RECORDS SHOWN.
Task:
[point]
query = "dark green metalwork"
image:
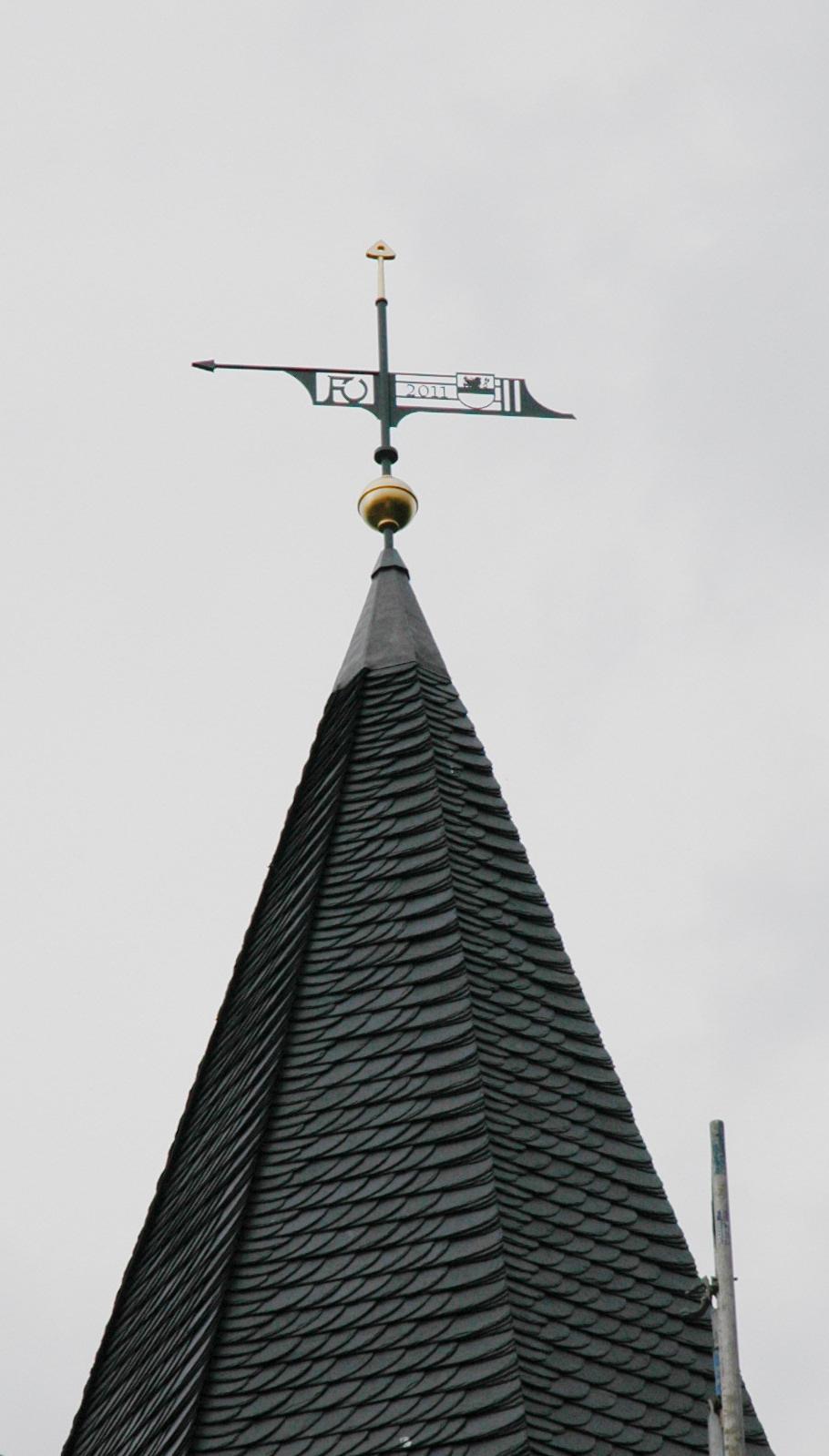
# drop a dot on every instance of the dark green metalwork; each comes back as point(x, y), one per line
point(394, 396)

==

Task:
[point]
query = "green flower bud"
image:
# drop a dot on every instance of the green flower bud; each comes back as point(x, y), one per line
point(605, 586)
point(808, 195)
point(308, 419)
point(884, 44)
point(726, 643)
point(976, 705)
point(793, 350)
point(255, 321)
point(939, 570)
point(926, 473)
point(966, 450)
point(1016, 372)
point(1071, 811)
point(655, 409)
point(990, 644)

--

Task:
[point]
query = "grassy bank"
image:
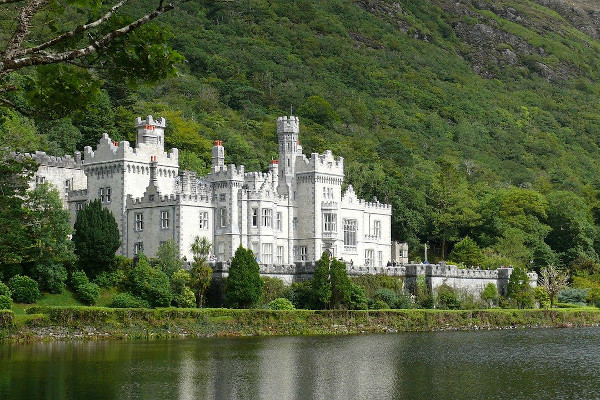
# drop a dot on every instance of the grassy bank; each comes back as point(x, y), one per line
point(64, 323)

WHAT YOU WILL DO. State how many rows in the entries above contain the string "line", and give only that number.

FULL ANSWER. 3